------ DOCUMENT TEXT
Trump Rejects Biden’s Calls for National Mask Mandate    

PostThu Aug 13, 2020 6:41 pm

VOA - World News


WILMINGTON, DEL. - Presumptive Democratic Party presidential nominee Joe Biden is calling for a national mask mandate to cut the number of future deaths from the coronavirus in the United States.  


“It doesn’t have anything to do with Democrats, Republican or independents,” Biden said, but “every single American should be wearing a mask when they are outside for the next three months at a minimum.”  


Hour later, President Donald Trump accused Biden of politicizing the pandemic with the request, asserting that a mask mandate would cripple the economy, leading to a depression by wanting to “lock all Americans in their basements for months on end.”


The former vice president, in Wilmington, said the governors of every U.S. state “should mandate mandatory mask wearing,” adding that experts estimate such compliance “will save 40,000 lives in the next three months.”    



Democratic presidential nominee, former Vice President Joe Biden, speaks to the press after receiving a briefing on COVID-19 in Wilmington, Delaware, on Aug. 13, 2020.

The Trump administration has repeatedly rejected calls for a national mask mandate, leaving such decisions to state governors.  


“It’s not about your rights,” Biden said to a group of reporters in his home state of Delaware. “It’s about your responsibility as an American. This is America. Be a patriot. Protect your fellow citizens. Step up. Do the right thing.”  


The president, at an evening news conference, responded that he had emphasized that wearing a mask is a patriotic thing to do.


“Maybe they’re great and maybe they’re just good, maybe they’re not so good,” Trump said of masks. “But frankly what do you have to lose?”
------------
------ DATA SUPPLIED
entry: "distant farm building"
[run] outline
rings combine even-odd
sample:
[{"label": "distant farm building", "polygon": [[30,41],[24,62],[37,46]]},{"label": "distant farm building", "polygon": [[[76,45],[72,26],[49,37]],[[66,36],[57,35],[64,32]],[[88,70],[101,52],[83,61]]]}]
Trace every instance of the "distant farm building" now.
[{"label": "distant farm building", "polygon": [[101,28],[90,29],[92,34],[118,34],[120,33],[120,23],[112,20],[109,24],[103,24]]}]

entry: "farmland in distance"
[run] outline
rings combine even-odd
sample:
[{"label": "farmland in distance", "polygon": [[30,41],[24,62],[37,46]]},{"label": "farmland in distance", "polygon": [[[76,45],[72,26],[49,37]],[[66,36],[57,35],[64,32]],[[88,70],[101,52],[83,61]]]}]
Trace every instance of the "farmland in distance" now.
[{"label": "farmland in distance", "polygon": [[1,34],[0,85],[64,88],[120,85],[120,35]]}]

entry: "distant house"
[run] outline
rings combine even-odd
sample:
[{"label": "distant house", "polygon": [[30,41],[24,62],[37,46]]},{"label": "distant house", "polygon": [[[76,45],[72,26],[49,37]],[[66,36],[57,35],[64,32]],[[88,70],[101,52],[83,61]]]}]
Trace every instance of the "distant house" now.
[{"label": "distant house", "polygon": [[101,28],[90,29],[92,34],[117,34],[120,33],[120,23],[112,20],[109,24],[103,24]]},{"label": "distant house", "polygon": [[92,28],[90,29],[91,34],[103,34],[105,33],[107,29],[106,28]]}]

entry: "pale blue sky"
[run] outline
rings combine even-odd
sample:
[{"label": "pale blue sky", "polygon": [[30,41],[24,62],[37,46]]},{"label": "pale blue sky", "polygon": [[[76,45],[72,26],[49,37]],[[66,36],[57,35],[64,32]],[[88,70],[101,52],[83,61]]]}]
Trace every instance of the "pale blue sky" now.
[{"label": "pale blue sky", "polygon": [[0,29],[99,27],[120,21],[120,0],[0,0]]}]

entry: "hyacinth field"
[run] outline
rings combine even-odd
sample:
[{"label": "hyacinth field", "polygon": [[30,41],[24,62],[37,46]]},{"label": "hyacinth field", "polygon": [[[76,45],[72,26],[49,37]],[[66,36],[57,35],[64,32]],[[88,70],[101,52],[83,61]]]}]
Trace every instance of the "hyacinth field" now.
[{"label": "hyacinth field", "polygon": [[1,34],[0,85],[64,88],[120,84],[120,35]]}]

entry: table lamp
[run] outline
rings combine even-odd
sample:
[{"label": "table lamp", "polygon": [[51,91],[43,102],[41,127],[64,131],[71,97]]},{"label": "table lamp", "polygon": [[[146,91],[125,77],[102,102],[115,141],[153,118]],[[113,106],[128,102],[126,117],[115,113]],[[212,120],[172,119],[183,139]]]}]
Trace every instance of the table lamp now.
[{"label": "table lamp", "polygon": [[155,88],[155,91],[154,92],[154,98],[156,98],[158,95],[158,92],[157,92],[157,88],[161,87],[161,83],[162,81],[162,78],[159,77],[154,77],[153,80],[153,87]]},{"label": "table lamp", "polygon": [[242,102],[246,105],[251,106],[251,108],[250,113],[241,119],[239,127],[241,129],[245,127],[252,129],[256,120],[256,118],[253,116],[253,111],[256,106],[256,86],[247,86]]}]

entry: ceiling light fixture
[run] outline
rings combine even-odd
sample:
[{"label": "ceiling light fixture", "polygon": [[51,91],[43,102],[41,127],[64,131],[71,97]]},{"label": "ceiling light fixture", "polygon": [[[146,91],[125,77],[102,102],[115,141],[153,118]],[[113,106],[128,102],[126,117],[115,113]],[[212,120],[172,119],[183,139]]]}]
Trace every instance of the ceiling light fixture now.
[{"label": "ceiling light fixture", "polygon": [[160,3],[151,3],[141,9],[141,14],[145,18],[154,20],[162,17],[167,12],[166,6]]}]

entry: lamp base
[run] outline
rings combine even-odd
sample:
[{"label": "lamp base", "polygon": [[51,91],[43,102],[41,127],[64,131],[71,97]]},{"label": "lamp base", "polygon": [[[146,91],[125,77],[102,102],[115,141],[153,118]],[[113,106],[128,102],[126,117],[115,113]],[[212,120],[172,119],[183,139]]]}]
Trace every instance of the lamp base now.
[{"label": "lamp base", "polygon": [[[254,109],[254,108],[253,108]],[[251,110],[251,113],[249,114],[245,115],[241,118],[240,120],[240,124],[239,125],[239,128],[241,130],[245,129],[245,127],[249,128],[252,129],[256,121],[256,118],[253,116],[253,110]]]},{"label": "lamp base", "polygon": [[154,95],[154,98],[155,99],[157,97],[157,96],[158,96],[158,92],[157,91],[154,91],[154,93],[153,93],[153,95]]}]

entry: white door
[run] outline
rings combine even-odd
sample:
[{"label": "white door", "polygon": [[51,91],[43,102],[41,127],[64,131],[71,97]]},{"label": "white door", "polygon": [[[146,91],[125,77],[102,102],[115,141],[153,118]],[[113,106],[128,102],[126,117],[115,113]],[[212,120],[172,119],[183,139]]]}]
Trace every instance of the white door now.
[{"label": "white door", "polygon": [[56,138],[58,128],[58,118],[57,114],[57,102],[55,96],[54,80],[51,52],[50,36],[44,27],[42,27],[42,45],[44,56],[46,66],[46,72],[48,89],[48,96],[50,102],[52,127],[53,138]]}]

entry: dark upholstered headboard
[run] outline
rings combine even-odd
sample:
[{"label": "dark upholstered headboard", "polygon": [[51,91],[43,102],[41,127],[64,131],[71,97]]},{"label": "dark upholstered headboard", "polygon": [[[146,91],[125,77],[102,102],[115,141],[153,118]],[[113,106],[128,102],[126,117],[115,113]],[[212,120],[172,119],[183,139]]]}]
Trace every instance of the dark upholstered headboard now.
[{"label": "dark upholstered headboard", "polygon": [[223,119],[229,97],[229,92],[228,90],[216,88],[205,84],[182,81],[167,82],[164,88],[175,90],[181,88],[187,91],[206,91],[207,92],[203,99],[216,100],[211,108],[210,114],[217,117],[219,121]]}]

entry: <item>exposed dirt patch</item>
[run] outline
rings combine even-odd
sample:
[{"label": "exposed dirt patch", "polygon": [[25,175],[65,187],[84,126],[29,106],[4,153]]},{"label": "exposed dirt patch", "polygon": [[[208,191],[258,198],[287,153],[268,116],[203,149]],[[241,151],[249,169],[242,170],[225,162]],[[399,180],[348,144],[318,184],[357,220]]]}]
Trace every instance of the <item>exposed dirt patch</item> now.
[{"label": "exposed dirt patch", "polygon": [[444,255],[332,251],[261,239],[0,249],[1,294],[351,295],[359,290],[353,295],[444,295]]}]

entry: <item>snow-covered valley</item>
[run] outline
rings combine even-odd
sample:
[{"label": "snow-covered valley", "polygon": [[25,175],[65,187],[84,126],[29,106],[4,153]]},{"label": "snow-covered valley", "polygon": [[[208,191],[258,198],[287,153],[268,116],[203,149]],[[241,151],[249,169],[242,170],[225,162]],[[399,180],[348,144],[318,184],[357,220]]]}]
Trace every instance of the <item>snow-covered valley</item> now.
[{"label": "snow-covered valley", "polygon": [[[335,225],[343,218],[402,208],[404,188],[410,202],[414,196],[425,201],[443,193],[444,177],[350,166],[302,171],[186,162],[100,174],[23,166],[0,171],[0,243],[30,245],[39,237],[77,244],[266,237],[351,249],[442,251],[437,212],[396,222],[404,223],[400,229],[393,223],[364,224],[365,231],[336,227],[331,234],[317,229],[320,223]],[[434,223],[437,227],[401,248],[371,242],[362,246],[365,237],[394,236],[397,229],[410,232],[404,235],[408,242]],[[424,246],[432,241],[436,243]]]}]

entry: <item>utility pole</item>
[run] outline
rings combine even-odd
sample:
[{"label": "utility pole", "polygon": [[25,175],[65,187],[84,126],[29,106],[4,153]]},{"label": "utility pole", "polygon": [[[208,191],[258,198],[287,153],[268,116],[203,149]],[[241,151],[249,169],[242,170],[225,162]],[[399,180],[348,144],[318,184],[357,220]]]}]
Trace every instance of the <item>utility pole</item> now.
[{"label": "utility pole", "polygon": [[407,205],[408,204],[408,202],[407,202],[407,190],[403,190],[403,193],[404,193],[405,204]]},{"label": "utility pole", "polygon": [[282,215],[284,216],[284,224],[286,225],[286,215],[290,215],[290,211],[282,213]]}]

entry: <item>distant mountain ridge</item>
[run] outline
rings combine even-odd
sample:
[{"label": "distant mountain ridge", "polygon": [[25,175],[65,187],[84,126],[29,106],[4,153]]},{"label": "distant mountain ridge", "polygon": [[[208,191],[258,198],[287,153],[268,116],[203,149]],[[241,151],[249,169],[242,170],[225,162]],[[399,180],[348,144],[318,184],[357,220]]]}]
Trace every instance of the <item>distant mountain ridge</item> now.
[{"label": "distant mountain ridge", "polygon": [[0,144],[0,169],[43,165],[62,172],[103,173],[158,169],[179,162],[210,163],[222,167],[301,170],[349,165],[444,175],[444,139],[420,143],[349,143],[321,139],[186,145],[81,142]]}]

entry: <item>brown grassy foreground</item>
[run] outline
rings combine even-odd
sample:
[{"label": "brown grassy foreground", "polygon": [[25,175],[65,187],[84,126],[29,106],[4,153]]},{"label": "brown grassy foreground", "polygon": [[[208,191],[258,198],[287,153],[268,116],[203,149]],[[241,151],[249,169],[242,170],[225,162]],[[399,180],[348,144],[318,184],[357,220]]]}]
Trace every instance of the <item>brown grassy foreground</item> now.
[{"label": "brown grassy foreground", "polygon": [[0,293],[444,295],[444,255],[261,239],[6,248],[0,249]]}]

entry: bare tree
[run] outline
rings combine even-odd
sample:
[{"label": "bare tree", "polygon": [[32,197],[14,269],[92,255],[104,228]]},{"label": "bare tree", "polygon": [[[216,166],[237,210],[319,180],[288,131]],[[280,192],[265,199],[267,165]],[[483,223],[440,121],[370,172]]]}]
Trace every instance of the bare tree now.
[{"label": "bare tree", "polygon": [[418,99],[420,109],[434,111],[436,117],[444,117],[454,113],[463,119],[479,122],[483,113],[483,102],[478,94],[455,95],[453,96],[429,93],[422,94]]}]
------------
(WORK TO COMPLETE)
(a) In the article about Biden's call for a national mask mandate, translate this sentence into Spanish: "The Trump administration has repeatedly rejected calls for a national mask mandate, leaving such decisions to state governors."
(b) Reproduce the article about Biden's call for a national mask mandate between "The former vice" and "leaving such decisions to state governors.", inclusive.

(ANSWER SET)
(a) La administración Trump ha rechazado repetidamente los llamados a un mandato nacional de uso de mascarillas y ha dejado esas decisiones en manos de los gobernadores estatales.

(b)
The former vice president, in Wilmington, said the governors of every U.S. state “should mandate mandatory mask wearing,” adding that experts estimate such compliance “will save 40,000 lives in the next three months.”    



Democratic presidential nominee, former Vice President Joe Biden, speaks to the press after receiving a briefing on COVID-19 in Wilmington, Delaware, on Aug. 13, 2020.

The Trump administration has repeatedly rejected calls for a national mask mandate, leaving such decisions to state governors.